The restitution obligation is a continuous one that does
not ebb and flow with the victim’s circumstances. The
obligation is terminated only by “the later of 20 years from
the entry of judgment or 20 years after the release from
imprisonment of the person ordered to pay restitution” and
not by any action on the part of the victim. Id. § 3613(b).
Even when the defendant dies, her “estate will be held
responsible for any unpaid balance of the restitution
amount.” Id. And, when calculating restitution, the district
court may not consider that the victim is entitled to
compensation from insurance or another source. Id.
§ 3664(f)(1)(B). Nothing in the statute provides that the
defendant’s liability ends with any change in the victim’s
circumstances. At the same time, a victim is not required to
accept restitution, as “[n]o victim shall be required to
participate in any phase of a restitution order.” Id.
§ 3664(g)(1). To reconcile the mandatory nature of
restitution with this provision, the statute must admit some
flexibility as to where restitution money goes if the victim
disclaims participation.
One other section of the MVRA bears analysis.
Section 3664(g)(2) allows the victim to “at any time assign
[its] interest” to the Fund “without in any way impairing the
obligation of the defendant to make such payments.” See
Turner, 312 F.3d at 1144 (observing that a victim’s
assignment does not alter the defendant’s restitution
liability). It makes sense that the statute lays out the rights
12 UNITED STATES V. HANKINS
of the third-party victim since, without an explicit provision,
the third party would be left up in the air as to the ability to
assign. But this provision does not extend beyond the
victim’s ability to assign and cannot not be read to constrain
the district court’s authority to redirect payments.
In Johnson, one of the defendants made the same
argument Hankins makes here—namely, that because
§ 3664(g)(2) gives victims authority to assign to the Fund,
the statute should be read as cabining the district court’s
authority. Rejecting that approach, the Second Circuit was
clear: “We disagree. Although § 3664(g)(2) authorizes
victims to make such an assignment, it does not preclude the
Court from doing so.” 378 F.3d at 245 (emphasis added).
The statute’s silence gives us flexibility to construe the scope
of the district court’s authority. Indeed, as the Supreme
Court counsels, “There is a basic difference between filling
a gap left by Congress’ silence and rewriting the rules that
Congress has affirmatively and specifically enacted.” Mobil
Oil Corp. v. Higgenbotham, 436 U.S. 618, 625 (1978). Here,
we are doing the former—filling a gap in the MVRA.
Finally, allowing the district court to redirect restitution
serves the MVRA’s compensatory and punitive purposes.
See William A. Graham Co. v. Haughey, 646 F.3d 138, 144
(3d Cir. 2011) (noting that federal courts filling statutory
gaps “must do so with the statute’s policy goals in mind”).
The MVRA’s legislative history describes the statute’s dual
goals as “ensur[ing] that . . . victims . . . receive the
restitution that they are due” and that “the offender . . . pays
the debt owed to the victim as well as to society.” S. Rep.
::::
Task list:
1. Translate this sentence from the court opinion on restitution into Spanish: "Nothing in the statute provides that the defendant’s liability ends with any change in the victim’s circumstances."
2. Pick up the court opinion on restitution at its final words and write the next paragraph.
The rows that follow come from a separate source and are not part of the court opinion on restitution.

Given records:
::::
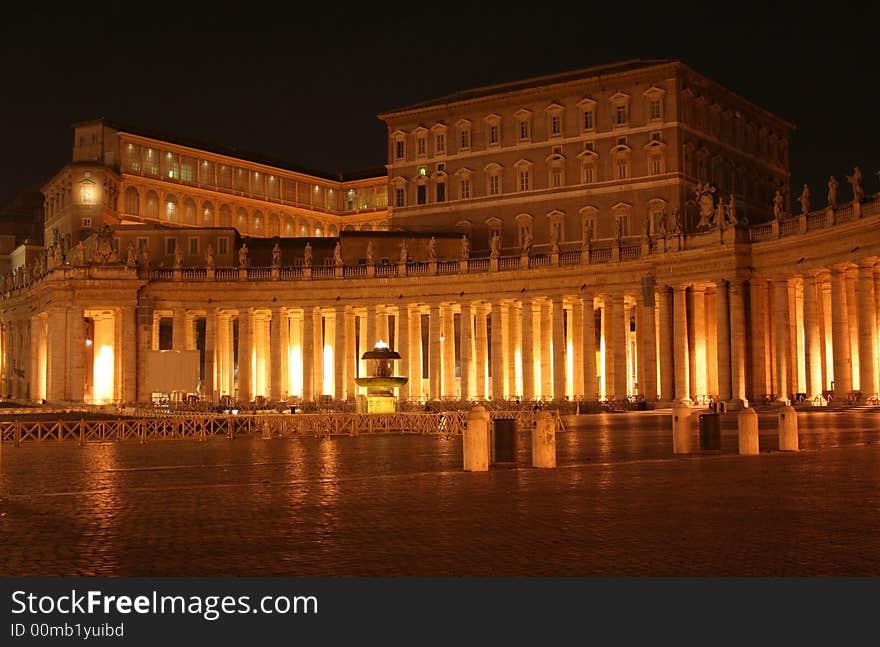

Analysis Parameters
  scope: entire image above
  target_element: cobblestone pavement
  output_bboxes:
::::
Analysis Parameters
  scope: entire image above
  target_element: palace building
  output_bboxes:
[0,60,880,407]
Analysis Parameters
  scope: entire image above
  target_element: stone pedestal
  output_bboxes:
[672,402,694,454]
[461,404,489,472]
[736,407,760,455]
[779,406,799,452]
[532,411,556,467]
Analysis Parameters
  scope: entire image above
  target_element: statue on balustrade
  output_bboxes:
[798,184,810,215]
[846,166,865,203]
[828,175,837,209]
::::
Results by task:
1. Nada en la ley dispone que la responsabilidad del acusado termine con cualquier cambio en las circunstancias de la víctima.

2.
No. 104-179, at 12 (1995) (emphasis added). As we
emphasized in United States v. Rich, “we have held
repeatedly that restitution payments have both compensatory
and penal purposes.” 603 F.3d 722, 729 (9th Cir. 2010)
UNITED STATES V. HANKINS 13
(internal quotation marks and citation omitted); see also
United States v. Green, 722 F.3d 1146, 1150 (9th Cir. 2013)
(describing the MVRA as having “hybrid” purposes).
Redirecting the defendant’s restitution payments to the Fund
supports the MVRA’s compensatory goal of supporting
crime victims, even if the victims compensated are not the
defendant’s actual victims. This solution also serves the
MVRA’s penal purpose of requiring the defendant to “pay[]
the debt owed to . . . society.” S. Rep. No. 104-179, at 12.
Conversely, adopting an interpretation that prohibits the
district court from redirecting restitution to the Fund would
thwart the goals of the MVRA. Hankins’s sentence
explicitly directs her to make restitution payments payable
to “the U.S. District Court Clerk, for transfer to the payee.”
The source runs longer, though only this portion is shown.